* **TASK INPUT**
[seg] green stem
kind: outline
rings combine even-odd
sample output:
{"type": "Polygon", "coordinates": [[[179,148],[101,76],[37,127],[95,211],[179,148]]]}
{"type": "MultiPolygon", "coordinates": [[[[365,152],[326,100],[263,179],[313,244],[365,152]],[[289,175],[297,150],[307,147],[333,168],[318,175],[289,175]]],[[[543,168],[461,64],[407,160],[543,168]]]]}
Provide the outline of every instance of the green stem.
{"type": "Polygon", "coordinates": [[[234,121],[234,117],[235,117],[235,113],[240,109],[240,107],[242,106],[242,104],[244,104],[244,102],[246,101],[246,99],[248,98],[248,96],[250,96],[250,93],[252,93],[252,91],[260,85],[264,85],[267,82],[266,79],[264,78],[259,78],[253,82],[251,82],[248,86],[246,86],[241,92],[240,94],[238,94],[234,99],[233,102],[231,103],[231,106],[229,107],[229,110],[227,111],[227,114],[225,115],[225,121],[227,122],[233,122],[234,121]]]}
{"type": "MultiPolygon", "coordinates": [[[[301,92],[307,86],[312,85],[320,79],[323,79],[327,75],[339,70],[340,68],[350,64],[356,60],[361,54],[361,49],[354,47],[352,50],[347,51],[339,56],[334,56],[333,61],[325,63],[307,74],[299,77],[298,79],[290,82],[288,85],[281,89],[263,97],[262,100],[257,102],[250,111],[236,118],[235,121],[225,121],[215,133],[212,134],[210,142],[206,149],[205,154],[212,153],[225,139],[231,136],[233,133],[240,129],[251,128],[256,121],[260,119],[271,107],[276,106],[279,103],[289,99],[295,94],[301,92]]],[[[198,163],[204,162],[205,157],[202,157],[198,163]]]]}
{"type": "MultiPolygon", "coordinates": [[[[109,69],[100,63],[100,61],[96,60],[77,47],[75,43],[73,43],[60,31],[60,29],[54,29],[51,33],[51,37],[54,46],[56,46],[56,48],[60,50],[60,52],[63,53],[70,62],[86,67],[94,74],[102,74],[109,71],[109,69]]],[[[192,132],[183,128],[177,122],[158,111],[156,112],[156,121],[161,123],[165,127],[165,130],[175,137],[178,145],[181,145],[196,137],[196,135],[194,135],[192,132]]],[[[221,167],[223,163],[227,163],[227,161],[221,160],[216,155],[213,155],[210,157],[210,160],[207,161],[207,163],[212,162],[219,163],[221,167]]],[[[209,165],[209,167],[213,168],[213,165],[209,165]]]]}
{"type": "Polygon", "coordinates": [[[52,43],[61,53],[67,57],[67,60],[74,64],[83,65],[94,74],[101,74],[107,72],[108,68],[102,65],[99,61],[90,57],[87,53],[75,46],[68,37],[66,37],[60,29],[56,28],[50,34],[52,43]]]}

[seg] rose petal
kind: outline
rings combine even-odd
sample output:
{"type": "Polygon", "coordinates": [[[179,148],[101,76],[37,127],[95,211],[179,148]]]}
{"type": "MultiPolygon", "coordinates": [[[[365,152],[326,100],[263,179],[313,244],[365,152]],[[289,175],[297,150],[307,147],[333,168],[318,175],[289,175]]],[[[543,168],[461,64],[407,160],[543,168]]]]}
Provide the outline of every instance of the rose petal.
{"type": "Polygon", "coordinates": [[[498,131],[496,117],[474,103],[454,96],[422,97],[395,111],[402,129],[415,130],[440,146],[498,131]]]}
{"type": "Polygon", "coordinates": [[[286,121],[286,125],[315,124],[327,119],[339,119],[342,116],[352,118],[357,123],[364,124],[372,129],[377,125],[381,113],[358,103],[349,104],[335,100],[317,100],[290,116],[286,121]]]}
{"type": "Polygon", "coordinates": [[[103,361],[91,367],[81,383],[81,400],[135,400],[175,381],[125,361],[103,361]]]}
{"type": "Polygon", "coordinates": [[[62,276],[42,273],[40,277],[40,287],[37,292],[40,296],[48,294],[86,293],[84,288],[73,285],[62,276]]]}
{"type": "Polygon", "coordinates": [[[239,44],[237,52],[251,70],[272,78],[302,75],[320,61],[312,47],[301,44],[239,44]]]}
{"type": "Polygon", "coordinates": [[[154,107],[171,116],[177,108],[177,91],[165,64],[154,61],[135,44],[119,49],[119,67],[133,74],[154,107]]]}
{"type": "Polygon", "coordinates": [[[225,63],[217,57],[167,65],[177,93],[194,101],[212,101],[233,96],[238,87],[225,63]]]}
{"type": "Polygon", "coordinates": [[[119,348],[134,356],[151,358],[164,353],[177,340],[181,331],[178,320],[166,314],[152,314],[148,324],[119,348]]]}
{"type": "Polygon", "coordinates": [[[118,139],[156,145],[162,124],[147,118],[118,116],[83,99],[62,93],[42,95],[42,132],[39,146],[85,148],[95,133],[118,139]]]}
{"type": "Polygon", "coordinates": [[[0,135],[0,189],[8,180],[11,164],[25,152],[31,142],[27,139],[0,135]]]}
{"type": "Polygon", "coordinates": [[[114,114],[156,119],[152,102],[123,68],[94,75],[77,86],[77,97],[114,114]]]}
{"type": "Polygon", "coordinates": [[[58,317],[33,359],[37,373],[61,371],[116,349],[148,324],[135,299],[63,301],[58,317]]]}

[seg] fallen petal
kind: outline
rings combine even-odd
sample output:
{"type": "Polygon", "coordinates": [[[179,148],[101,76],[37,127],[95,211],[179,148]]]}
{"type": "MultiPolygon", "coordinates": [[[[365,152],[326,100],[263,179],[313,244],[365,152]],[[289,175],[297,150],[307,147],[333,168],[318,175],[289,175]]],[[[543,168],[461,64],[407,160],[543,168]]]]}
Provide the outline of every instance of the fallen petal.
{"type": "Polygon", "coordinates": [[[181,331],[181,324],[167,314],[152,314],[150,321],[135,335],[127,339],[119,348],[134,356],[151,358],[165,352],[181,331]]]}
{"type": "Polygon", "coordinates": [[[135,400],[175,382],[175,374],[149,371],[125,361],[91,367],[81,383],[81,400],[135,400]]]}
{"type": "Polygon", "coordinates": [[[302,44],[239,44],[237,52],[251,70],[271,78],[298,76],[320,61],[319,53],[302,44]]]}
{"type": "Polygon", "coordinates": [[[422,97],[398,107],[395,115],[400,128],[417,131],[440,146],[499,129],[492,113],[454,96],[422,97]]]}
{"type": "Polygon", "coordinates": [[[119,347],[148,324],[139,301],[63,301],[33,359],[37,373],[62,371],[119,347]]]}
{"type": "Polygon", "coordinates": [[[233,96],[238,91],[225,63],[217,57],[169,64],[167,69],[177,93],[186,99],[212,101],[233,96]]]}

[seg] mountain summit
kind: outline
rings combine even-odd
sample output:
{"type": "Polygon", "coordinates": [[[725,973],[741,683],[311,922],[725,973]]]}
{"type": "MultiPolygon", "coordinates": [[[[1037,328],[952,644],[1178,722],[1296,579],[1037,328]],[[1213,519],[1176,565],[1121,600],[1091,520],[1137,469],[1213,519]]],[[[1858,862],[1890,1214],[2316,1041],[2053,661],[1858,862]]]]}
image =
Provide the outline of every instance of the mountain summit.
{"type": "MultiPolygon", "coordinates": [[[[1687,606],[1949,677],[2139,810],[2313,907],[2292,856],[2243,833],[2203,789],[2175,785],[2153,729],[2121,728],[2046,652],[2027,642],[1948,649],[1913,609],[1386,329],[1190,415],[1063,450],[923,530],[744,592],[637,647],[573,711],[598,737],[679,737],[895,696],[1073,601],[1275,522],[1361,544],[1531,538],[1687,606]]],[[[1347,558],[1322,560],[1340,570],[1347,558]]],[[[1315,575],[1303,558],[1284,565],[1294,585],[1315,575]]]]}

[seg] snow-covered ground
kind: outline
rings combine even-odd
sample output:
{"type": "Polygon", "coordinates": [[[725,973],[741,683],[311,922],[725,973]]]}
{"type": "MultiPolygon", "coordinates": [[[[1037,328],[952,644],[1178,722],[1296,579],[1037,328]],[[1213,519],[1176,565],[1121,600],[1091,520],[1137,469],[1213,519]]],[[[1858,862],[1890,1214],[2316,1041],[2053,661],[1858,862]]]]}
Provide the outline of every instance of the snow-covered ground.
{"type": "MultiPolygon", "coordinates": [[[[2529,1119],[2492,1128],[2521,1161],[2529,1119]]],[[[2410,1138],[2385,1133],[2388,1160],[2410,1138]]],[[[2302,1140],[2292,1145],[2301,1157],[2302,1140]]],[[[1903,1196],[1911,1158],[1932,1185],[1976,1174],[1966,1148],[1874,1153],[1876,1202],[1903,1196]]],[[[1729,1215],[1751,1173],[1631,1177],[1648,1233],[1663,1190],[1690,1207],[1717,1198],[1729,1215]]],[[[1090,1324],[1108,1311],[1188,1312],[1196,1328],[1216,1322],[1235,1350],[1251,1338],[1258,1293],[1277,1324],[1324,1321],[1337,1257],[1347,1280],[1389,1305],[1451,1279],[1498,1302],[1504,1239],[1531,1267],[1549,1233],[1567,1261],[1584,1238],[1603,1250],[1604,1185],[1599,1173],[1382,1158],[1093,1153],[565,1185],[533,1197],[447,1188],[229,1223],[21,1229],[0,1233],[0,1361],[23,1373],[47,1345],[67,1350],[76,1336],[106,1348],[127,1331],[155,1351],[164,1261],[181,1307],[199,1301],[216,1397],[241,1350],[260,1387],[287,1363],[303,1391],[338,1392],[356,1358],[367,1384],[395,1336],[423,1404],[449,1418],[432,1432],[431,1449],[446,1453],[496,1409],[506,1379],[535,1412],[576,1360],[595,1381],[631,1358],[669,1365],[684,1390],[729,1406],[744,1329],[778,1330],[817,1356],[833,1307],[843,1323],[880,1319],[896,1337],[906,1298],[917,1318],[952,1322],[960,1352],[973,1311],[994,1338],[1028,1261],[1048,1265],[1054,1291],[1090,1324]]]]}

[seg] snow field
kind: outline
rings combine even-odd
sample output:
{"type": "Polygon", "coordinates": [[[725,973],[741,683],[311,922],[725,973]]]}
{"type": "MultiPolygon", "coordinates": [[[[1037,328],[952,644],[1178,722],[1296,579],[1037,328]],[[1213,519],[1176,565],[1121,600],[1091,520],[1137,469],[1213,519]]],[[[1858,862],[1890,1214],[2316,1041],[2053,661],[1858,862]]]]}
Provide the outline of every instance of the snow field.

* **ASSIGNMENT**
Write only the number of lines in the data where the string "field" can be found.

* **ANSWER FOR THE TASK**
2